▸ TASK TO COMPLETE: Pick out each line of the entries below that contains the string "hoodie".

>> start EXTRACTED ENTRIES

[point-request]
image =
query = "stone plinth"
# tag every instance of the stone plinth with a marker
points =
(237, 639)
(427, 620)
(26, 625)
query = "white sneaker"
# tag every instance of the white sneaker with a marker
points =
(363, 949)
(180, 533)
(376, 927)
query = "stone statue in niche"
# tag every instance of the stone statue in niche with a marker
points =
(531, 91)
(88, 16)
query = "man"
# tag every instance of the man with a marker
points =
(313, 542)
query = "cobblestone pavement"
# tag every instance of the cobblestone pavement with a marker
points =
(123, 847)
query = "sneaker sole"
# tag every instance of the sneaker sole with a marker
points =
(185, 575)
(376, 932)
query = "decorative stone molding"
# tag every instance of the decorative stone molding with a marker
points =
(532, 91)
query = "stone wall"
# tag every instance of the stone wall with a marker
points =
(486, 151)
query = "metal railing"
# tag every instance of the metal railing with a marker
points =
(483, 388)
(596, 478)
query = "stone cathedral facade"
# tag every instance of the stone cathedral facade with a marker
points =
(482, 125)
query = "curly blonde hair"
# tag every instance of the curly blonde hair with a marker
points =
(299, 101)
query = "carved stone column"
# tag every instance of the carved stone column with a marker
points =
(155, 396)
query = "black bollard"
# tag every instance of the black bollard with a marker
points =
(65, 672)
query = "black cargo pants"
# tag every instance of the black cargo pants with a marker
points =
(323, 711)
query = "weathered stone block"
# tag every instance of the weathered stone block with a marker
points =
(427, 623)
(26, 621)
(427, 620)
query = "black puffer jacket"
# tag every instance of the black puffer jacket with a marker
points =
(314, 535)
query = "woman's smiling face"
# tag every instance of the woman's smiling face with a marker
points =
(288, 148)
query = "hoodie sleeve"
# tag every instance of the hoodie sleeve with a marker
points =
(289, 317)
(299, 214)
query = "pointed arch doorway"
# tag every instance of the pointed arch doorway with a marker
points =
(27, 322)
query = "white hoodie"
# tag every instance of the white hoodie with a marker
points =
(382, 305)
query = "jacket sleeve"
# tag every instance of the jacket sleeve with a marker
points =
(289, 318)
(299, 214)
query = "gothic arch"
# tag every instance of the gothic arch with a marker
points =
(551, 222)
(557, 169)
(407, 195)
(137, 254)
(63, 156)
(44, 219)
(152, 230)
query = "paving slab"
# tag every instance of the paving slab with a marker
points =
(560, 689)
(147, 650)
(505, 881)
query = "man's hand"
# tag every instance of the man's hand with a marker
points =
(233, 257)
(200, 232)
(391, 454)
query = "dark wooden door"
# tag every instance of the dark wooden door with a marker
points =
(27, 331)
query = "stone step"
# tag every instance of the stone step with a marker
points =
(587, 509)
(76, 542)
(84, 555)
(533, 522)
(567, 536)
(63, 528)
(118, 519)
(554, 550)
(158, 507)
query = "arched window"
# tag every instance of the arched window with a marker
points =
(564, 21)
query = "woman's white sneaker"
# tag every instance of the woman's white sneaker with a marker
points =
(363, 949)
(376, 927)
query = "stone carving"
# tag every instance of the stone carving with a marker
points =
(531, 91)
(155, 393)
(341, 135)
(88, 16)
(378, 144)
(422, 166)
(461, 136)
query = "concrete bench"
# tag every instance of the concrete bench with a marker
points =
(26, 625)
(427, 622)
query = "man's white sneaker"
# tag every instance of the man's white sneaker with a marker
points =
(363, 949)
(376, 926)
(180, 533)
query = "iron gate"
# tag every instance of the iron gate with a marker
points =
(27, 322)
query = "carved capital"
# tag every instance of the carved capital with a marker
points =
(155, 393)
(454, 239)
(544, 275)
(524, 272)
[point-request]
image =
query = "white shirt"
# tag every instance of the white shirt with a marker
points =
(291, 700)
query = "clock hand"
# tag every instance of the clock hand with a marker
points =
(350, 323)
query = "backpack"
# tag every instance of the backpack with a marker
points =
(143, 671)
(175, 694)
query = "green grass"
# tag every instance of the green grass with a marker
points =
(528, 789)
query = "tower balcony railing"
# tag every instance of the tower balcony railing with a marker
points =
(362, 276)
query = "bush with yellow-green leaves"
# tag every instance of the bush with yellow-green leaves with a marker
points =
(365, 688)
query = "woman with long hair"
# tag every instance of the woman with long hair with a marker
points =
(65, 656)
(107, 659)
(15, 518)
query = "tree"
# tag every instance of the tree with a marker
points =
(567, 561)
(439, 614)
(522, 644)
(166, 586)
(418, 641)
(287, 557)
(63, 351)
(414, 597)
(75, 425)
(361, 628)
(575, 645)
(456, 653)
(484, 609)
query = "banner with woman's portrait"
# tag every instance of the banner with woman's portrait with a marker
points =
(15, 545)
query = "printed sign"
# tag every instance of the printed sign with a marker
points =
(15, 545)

>> end EXTRACTED ENTRIES

▸ EXERCISE RESPONSE:
query = "hoodie sleeve"
# tag every instance of the hoodie sleeve with a marker
query = "white hoodie"
# tag every instance of the white hoodie with a marker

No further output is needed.